Dataset entries:
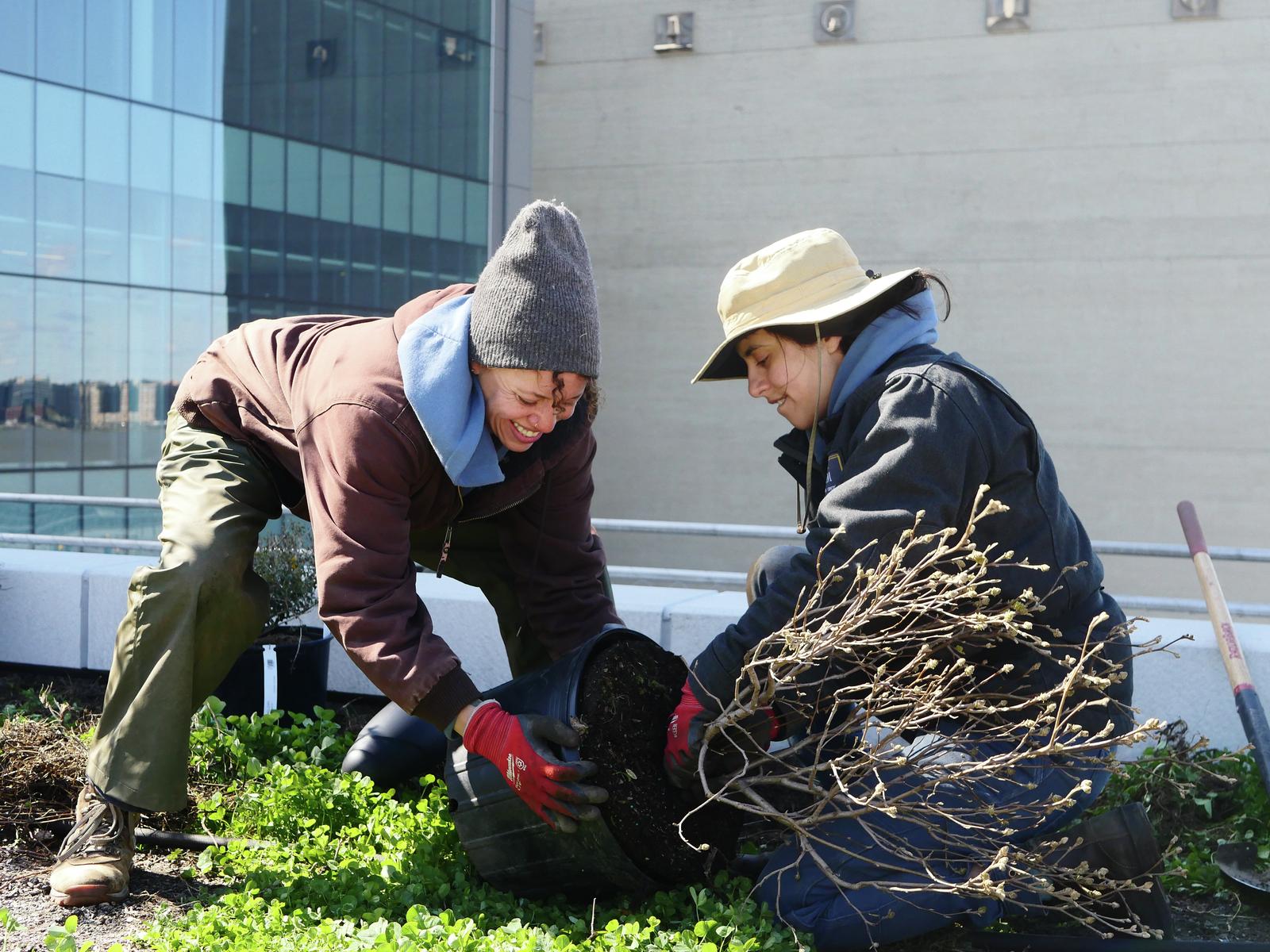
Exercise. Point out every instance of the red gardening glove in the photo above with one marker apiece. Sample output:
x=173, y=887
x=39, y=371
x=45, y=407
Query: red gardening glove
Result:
x=518, y=746
x=686, y=730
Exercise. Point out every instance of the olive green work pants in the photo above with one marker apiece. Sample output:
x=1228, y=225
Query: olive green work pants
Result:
x=192, y=615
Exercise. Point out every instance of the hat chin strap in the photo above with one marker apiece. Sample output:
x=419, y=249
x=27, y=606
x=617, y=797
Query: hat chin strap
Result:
x=804, y=511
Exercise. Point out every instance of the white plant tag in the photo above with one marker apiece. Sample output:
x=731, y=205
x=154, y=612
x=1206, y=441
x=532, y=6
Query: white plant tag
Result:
x=271, y=679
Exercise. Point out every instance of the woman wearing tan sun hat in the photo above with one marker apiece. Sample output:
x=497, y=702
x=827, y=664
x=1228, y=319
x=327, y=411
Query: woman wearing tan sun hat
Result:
x=887, y=425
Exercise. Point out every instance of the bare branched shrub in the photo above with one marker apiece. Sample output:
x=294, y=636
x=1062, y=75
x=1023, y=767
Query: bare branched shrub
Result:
x=285, y=560
x=903, y=721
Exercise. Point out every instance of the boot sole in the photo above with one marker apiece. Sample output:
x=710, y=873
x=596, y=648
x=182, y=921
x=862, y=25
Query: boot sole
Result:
x=87, y=896
x=1151, y=908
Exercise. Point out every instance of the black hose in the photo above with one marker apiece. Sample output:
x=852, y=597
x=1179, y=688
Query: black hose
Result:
x=190, y=841
x=1010, y=942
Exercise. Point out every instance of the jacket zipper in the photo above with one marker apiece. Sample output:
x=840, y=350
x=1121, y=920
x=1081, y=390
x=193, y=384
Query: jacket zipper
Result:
x=450, y=528
x=450, y=532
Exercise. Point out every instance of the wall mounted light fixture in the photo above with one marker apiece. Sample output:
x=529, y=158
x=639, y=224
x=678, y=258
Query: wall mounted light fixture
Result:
x=835, y=22
x=673, y=32
x=1007, y=16
x=1194, y=10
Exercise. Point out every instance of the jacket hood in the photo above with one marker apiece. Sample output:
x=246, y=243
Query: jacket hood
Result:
x=441, y=389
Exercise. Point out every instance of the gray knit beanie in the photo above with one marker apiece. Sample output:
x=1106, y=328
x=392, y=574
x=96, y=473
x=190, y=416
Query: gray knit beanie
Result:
x=535, y=304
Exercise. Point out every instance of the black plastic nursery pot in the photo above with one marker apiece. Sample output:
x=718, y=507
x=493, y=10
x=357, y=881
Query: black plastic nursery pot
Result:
x=619, y=691
x=300, y=676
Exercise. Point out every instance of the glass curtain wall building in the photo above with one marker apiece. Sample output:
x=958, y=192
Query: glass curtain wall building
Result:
x=171, y=169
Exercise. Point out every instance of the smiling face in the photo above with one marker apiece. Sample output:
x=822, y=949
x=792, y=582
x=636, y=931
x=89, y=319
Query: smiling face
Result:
x=521, y=406
x=784, y=374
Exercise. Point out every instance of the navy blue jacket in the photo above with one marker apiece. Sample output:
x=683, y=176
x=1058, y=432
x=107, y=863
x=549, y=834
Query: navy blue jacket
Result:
x=925, y=433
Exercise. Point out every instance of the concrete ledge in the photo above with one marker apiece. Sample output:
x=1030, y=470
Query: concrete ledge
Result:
x=61, y=609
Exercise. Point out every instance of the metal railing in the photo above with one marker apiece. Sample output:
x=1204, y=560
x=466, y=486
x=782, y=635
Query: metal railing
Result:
x=649, y=575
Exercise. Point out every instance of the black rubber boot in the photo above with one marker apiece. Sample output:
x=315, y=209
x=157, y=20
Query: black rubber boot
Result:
x=397, y=747
x=1123, y=843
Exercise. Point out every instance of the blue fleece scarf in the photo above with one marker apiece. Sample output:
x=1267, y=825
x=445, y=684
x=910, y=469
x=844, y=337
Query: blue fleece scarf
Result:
x=444, y=395
x=882, y=340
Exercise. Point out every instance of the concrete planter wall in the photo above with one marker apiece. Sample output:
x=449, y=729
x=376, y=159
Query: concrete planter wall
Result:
x=61, y=609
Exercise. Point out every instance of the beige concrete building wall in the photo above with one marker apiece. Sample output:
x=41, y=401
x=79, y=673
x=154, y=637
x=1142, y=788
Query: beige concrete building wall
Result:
x=1096, y=192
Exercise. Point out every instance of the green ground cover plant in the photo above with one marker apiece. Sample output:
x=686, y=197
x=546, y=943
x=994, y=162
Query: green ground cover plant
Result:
x=327, y=862
x=1198, y=799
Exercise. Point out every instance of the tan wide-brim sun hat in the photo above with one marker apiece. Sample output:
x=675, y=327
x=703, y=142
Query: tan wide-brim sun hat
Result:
x=806, y=278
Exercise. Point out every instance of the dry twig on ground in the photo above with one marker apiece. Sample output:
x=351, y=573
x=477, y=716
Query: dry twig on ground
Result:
x=926, y=730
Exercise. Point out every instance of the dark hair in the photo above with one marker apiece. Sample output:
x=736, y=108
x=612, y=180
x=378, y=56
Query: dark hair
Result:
x=591, y=395
x=849, y=325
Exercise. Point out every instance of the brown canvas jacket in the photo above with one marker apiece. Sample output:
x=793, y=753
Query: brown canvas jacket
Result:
x=321, y=401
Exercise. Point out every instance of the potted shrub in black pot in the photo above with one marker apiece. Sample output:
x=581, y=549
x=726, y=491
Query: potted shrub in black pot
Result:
x=618, y=691
x=286, y=668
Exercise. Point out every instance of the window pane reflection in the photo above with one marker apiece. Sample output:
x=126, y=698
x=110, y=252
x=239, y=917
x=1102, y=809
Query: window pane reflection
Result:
x=59, y=371
x=107, y=156
x=152, y=51
x=150, y=381
x=17, y=370
x=59, y=228
x=106, y=376
x=54, y=520
x=59, y=131
x=108, y=56
x=14, y=517
x=368, y=69
x=18, y=37
x=194, y=80
x=17, y=220
x=60, y=41
x=106, y=239
x=106, y=520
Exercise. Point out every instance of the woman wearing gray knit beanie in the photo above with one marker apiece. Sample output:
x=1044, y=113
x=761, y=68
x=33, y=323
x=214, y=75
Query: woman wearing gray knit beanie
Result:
x=455, y=435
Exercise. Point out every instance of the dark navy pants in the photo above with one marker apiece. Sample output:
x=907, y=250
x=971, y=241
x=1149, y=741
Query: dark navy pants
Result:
x=876, y=848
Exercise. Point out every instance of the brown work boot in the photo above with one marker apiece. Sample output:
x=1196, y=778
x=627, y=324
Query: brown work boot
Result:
x=95, y=858
x=1123, y=843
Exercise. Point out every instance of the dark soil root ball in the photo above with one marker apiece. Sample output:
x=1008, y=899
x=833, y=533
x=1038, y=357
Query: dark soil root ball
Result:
x=628, y=693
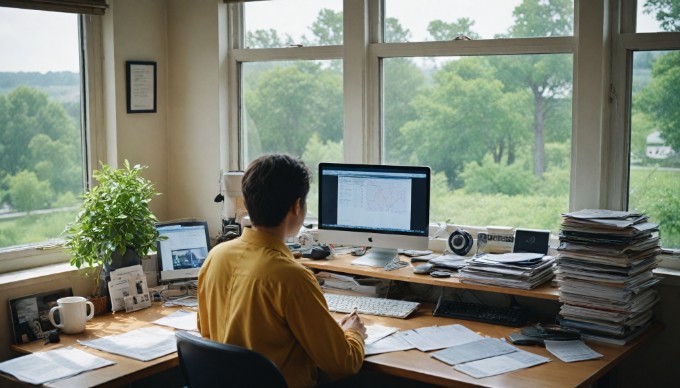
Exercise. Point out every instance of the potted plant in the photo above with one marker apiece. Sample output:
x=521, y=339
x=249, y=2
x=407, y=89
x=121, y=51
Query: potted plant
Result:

HOW TO COMPLETE THIS TASK:
In the entries above, find the line holding "x=686, y=197" and the line holding "x=351, y=573", then retype exactly those two lines and every line between them, and nothing else.

ANSWER TO THIS PROBLEM:
x=686, y=197
x=546, y=943
x=994, y=162
Query: green ground cover plant
Result:
x=327, y=862
x=1198, y=799
Exercise. Point out every instance of the tan wide-brim sun hat in the photo above with one marker apiece. Sample output:
x=675, y=327
x=703, y=142
Query: tan wide-brim sun hat
Result:
x=806, y=278
Exercise. Point out every instance of the dry twig on ground in the photo above with one marker apiece. Sample output:
x=351, y=573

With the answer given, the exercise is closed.